Join a Support Group

We know losing a baby is an isolating and devastating experience and each person faces unique challenges. We also recognize that people in marginalized communities face additional hardships due to systemic oppression. In an effort to best serve our diverse population, we offer support groups based on types of loss, as well as shared identities.

In our support groups, we support grieving parents by naming the incredible challenges they are facing and providing a judgment-free space where parents can speak the truth about the depth of their emotions and the details of their experiences. 

We encourage you to explore the support groups below and join as many as you might find helpful!

    • There is no right or wrong way to grieve. We believe that grief takes many forms: deep sadness, anger, confusion, longing, and even moments of peace can all be part of grieving.

    • Be respectful. People come to our groups with different backgrounds, belief systems, and family structures. We ask that you hold all life experiences with respect.

    • Honor all losses. Regardless of the gestation or age of our baby at the time of loss we all hoped that we would have a lifetime with our child.

    • Participation in group discussions is optional. We welcome and respect all levels of participation, from silently listening to being an active participant.

    • Confidentiality is expected from all group members. Please respect each person’s privacy by not identifying participants or repeating what has been shared outside of group settings without their consent.

    • Help limit distractions during meetings. We encourage group members to join meetings from a quiet, private place. In the event that unexpected noises occur, we ask that microphones be muted.

  • Q: Where and when do the meetings take place?
    A:
    All of our meetings are currently on Zoom. Each group has a different schedule, so check out the details of the groups you are interested in to find out more!

    Q: How can I join? Do I need to RSVP?
    A:
    You can join by filling out the Contact Us form. A staff member will help you connect with appropriate groups for your situation and RSVP from there.

    Q: Can I join any group?
    A:
    Most of support groups are intended to serve people living in Massachusetts, with the exception of our TFMR, LGBTQ+, and BIPOC groups, which is open to people in any location. Some of our groups have specific requirements, so please reach out using the Contact Us form, and a staff member will be happy to help you find the right fit.

EXERCISE REQUIREMENTS » Copy the support group page word for word, in full.

(Stored items)
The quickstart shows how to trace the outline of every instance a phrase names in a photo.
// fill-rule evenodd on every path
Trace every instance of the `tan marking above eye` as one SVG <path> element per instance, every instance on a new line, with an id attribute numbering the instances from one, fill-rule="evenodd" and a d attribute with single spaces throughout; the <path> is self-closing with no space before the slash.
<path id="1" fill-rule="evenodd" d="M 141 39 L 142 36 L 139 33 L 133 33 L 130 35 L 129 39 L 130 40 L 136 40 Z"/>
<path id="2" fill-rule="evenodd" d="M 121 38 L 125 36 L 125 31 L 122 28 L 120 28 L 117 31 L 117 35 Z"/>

RESPONSE TO THE EXERCISE »
Join a Support Group

We know losing a baby is an isolating and devastating experience and each person faces unique challenges. We also recognize that people in marginalized communities face additional hardships due to systemic oppression. In an effort to best serve our diverse population, we offer support groups based on types of loss, as well as shared identities.

In our support groups, we support grieving parents by naming the incredible challenges they are facing and providing a judgment-free space where parents can speak the truth about the depth of their emotions and the details of their experiences. 

We encourage you to explore the support groups below and join as many as you might find helpful!

    • There is no right or wrong way to grieve. We believe that grief takes many forms: deep sadness, anger, confusion, longing, and even moments of peace can all be part of grieving.

    • Be respectful. People come to our groups with different backgrounds, belief systems, and family structures. We ask that you hold all life experiences with respect.

    • Honor all losses. Regardless of the gestation or age of our baby at the time of loss we all hoped that we would have a lifetime with our child.

    • Participation in group discussions is optional. We welcome and respect all levels of participation, from silently listening to being an active participant.

    • Confidentiality is expected from all group members. Please respect each person’s privacy by not identifying participants or repeating what has been shared outside of group settings without their consent.

    • Help limit distractions during meetings. We encourage group members to join meetings from a quiet, private place. In the event that unexpected noises occur, we ask that microphones be muted.

  • Q: Where and when do the meetings take place?
    A:
    All of our meetings are currently on Zoom. Each group has a different schedule, so check out the details of the groups you are interested in to find out more!

    Q: How can I join? Do I need to RSVP?
    A:
    You can join by filling out the Contact Us form. A staff member will help you connect with appropriate groups for your situation and RSVP from there.

    Q: Can I join any group?
    A:
    Most of support groups are intended to serve people living in Massachusetts, with the exception of our TFMR, LGBTQ+, and BIPOC groups, which is open to people in any location. Some of our groups have specific requirements, so please reach out using the Contact Us form, and a staff member will be happy to help you find the right fit.